Work instructions >>
Below are some records; return all of them exactly as they are.
::::::::::
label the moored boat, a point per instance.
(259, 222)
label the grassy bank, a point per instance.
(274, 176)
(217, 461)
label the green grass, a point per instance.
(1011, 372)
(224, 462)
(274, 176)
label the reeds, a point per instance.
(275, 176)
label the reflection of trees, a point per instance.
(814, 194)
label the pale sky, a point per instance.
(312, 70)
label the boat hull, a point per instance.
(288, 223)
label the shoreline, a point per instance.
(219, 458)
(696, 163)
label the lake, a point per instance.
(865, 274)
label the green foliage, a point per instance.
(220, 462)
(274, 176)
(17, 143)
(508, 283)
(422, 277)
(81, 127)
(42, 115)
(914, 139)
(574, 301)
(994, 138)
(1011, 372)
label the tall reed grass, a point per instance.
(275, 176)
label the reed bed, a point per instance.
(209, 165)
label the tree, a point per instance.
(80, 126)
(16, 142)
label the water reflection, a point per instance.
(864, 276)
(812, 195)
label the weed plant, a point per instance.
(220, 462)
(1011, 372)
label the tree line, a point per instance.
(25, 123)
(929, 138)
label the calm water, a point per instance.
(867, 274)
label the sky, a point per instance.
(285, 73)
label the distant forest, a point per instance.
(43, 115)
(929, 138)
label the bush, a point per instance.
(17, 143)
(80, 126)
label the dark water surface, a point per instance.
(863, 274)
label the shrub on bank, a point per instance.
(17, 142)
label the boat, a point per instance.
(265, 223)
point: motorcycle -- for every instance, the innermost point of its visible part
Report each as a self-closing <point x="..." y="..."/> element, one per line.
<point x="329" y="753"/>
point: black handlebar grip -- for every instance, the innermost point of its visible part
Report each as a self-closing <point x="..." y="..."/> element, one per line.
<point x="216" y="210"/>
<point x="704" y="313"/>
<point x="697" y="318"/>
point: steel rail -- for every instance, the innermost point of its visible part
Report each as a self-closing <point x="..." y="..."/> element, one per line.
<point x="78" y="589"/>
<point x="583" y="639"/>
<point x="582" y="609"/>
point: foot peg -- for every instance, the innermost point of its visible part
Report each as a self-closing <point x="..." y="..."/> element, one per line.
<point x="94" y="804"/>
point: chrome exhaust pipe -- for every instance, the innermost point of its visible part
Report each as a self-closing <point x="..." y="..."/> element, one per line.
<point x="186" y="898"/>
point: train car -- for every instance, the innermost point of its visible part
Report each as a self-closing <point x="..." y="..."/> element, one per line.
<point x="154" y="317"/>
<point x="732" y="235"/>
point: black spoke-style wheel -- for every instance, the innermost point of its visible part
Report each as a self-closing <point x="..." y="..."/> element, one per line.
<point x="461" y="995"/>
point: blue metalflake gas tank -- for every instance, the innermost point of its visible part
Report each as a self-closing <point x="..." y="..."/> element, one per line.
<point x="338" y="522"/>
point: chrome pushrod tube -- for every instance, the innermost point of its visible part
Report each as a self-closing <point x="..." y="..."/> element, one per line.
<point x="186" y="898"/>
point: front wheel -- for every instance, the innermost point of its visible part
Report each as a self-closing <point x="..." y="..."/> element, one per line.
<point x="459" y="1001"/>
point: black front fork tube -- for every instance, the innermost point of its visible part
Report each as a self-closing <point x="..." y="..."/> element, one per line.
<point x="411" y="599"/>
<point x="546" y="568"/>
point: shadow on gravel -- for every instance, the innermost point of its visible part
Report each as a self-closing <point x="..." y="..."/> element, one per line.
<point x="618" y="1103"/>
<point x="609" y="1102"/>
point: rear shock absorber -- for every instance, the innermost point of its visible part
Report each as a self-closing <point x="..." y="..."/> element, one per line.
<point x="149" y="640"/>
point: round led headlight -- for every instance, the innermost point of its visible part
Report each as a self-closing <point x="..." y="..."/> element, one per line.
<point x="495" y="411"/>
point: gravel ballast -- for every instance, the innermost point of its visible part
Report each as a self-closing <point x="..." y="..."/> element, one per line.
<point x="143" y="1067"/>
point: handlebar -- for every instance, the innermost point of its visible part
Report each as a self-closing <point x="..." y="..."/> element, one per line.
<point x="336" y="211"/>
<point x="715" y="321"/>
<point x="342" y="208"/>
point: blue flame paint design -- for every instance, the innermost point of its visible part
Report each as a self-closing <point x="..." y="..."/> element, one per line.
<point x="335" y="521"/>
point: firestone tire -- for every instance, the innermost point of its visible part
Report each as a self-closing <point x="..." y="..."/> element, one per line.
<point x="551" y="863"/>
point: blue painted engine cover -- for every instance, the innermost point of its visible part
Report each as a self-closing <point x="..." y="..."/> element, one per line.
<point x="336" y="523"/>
::::::::::
Answer space >>
label the moored boat, a point per instance.
(259, 222)
label the grassy bank, a point per instance.
(274, 176)
(217, 461)
label the green grass, a point per instance.
(1011, 372)
(224, 462)
(274, 176)
label the reeds, a point per instance.
(275, 176)
label the reflection of trees, a point per instance.
(814, 194)
label the pale sky, a point per instance.
(312, 70)
label the boat hull, a point per instance.
(288, 223)
label the shoreline, a point per instance.
(219, 458)
(696, 163)
label the lake, a point per instance.
(865, 274)
label the green foliage, a point per instance.
(220, 462)
(274, 176)
(17, 143)
(508, 283)
(422, 277)
(81, 127)
(42, 115)
(914, 139)
(574, 301)
(994, 138)
(1011, 372)
label the tall reed grass, a point per instance.
(275, 176)
label the reed bed, a point per instance.
(209, 165)
label the tree, a point per instance.
(80, 126)
(16, 142)
label the water reflection, a point per instance.
(864, 276)
(812, 195)
label the weed plant, a point per instance.
(220, 462)
(1011, 372)
label the tree line, a point per instance.
(25, 123)
(929, 138)
label the calm water, a point per instance.
(867, 274)
label the sky, a point per instance.
(285, 73)
label the distant forest, a point per instance.
(43, 115)
(929, 138)
label the bush, a point per instance.
(17, 143)
(80, 126)
label the dark water surface, a point per instance.
(863, 274)
label the shrub on bank, a point per instance.
(17, 142)
label the boat, a point per instance.
(265, 223)
point: motorcycle -- for every instance, the innermost point of its visible part
Report each as a self-closing <point x="..." y="..."/> element, one per line.
<point x="329" y="753"/>
point: black handlebar grip -- for every instance, the innermost point of its visible part
Report each as a self-closing <point x="..." y="..."/> element, one per line.
<point x="216" y="210"/>
<point x="704" y="313"/>
<point x="697" y="318"/>
point: steel rail -- for every instance, the innermost point of its visible part
Report each as a self-closing <point x="..." y="..."/> element, one per line.
<point x="78" y="589"/>
<point x="583" y="639"/>
<point x="582" y="609"/>
point: foot peg -- for every instance, the innermost point of its visible part
Report each as a self-closing <point x="..." y="..."/> element, one per line.
<point x="94" y="804"/>
point: chrome exhaust pipe -- for every instance, the innermost point of its visible part
Report each as a self-closing <point x="..." y="..."/> element, one per line.
<point x="186" y="898"/>
point: train car -- for every instance, the innermost point of its visible part
Report each as a self-closing <point x="..." y="..."/> element, one per line.
<point x="154" y="317"/>
<point x="732" y="235"/>
point: black spoke-style wheel -- for every instance, the innermost point of its visible part
Report each as a self-closing <point x="..." y="..."/> element, one per line.
<point x="461" y="995"/>
point: blue metalflake gas tank -- for every instance, the innermost point of its visible part
Report each as a self-closing <point x="..." y="..."/> element, one per line.
<point x="338" y="522"/>
point: chrome pushrod tube -- for every instance, the innermost point of its visible part
Report each as a self-closing <point x="..." y="..."/> element, one per line.
<point x="186" y="898"/>
point: front wheel -- for every instance, the innermost point of its visible part
Report each as a self-closing <point x="..." y="..."/> element, one per line.
<point x="459" y="1001"/>
point: black front fork tube -- for every instance, the innermost point of its visible part
Report each as a self-closing <point x="..." y="..."/> element, one per line.
<point x="411" y="599"/>
<point x="546" y="568"/>
point: shadow on gravel -- for every instance, the innermost point of its visible part
Report each as a self-closing <point x="..." y="..."/> element, one per line.
<point x="618" y="1103"/>
<point x="609" y="1102"/>
point: rear shock absorber -- for every instance, the innermost point of its visible part
Report each as a self-closing <point x="..." y="..."/> element, one per line.
<point x="149" y="640"/>
point: round led headlight -- for every instance, the innermost point of its visible part
Report each as a self-closing <point x="..." y="..."/> element, one per line.
<point x="495" y="411"/>
point: gravel ballast -- for every instance, the innermost point of its visible part
Report each as a self-closing <point x="..." y="..."/> element, one per line.
<point x="143" y="1067"/>
point: handlebar -- for every instance, the innermost point of its visible part
Report each as a self-closing <point x="..." y="..."/> element, one per line.
<point x="336" y="211"/>
<point x="715" y="321"/>
<point x="342" y="208"/>
point: blue flame paint design -- for every instance, the innermost point of its visible part
Report each as a self-closing <point x="..." y="..."/> element, one per line.
<point x="335" y="521"/>
point: firestone tire -- for every instance, the innermost point of its visible part
Report each as a self-closing <point x="..." y="..."/> element, one per line.
<point x="551" y="863"/>
point: blue painted engine cover -- for every instance, the innermost point of its visible part
Report each as a self-closing <point x="..." y="..."/> element, one per line.
<point x="336" y="523"/>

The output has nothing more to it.